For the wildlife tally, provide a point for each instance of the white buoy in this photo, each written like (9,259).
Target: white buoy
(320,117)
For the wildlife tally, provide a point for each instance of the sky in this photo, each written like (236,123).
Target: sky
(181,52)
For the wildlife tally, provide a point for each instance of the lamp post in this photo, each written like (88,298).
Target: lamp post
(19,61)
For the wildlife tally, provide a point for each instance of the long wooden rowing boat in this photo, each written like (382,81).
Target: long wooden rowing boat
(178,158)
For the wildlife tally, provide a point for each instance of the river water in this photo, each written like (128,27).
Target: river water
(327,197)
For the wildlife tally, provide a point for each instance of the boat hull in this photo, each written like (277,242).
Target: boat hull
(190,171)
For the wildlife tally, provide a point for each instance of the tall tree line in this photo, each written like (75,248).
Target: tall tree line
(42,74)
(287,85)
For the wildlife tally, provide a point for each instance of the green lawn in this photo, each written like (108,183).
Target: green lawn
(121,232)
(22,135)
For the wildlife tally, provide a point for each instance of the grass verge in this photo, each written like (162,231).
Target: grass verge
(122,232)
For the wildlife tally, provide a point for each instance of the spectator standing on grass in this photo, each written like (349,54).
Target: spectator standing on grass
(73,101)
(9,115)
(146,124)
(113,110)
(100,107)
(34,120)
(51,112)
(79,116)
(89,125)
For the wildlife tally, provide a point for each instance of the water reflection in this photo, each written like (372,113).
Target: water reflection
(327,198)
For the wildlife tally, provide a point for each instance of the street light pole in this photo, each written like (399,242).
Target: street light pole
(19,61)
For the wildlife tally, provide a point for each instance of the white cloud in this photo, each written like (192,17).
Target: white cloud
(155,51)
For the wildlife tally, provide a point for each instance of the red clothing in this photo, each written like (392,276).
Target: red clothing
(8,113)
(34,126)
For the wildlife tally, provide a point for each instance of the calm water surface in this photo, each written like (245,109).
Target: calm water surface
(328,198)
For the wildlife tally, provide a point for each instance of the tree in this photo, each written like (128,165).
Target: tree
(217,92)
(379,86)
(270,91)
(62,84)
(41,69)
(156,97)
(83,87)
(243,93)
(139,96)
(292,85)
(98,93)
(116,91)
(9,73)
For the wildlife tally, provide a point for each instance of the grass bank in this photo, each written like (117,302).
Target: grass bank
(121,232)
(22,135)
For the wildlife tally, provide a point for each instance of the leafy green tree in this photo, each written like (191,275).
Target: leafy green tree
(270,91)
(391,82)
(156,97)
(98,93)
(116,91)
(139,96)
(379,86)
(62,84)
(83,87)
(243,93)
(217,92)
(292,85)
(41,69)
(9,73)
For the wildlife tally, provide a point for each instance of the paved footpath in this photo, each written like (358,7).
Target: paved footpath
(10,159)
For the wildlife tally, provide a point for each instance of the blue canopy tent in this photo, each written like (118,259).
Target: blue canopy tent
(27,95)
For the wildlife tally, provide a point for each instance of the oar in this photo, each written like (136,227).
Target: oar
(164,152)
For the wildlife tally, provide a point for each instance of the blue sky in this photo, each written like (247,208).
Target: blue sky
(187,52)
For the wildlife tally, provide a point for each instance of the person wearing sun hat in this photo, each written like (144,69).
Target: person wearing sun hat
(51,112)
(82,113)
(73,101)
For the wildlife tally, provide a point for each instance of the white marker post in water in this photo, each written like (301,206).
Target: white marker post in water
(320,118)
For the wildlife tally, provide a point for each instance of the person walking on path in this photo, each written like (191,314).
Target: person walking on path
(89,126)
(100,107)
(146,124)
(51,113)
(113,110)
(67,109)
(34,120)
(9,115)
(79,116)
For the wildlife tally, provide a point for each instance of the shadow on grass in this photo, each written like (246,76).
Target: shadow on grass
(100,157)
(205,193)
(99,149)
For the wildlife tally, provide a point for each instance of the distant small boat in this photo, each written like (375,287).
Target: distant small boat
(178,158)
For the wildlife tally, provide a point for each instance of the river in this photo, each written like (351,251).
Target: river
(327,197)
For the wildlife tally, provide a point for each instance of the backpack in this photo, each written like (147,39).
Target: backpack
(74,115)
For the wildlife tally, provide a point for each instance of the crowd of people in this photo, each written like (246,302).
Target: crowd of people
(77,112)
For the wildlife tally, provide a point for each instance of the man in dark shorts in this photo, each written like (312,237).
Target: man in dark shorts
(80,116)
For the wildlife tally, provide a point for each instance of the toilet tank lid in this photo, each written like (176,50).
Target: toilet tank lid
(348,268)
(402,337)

====

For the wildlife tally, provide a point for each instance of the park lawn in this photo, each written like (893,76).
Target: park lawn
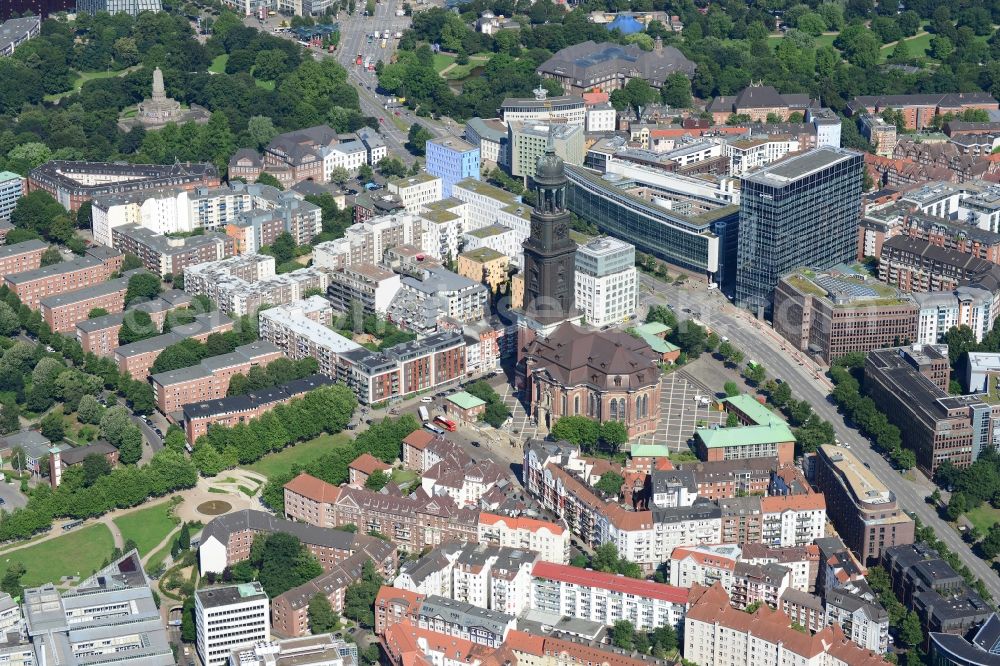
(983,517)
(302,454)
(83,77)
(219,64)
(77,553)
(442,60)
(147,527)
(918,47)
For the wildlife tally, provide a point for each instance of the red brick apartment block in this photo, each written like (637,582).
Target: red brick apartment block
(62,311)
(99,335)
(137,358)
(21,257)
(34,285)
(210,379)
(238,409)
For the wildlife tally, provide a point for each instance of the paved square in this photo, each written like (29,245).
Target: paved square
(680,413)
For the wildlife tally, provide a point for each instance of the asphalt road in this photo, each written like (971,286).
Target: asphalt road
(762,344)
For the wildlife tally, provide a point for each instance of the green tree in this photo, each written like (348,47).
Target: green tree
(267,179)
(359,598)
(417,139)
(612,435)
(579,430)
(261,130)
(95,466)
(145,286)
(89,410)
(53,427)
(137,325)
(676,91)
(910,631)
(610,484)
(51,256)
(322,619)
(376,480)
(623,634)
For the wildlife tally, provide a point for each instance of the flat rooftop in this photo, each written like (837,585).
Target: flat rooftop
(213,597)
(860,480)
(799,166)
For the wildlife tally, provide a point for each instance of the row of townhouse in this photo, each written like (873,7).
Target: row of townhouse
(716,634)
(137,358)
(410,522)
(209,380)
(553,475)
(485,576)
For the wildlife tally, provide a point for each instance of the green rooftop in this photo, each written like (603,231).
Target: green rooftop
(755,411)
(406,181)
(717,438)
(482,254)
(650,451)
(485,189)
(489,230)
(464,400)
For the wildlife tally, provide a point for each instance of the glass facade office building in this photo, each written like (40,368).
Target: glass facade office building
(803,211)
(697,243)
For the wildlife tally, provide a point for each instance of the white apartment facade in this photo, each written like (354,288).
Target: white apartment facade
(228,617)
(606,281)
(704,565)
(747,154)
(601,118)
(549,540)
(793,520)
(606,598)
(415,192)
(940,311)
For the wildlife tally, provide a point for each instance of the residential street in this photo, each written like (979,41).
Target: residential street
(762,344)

====

* **TASK REQUIREMENTS**: Pick out every line in the listing above that contains the word "residential" and copy each of those lines in full.

* **RESPONSE TO THE TASK**:
For the wildlife tally, provide a point for each instance of the residential street in this photo, each written like (979,41).
Target: residential street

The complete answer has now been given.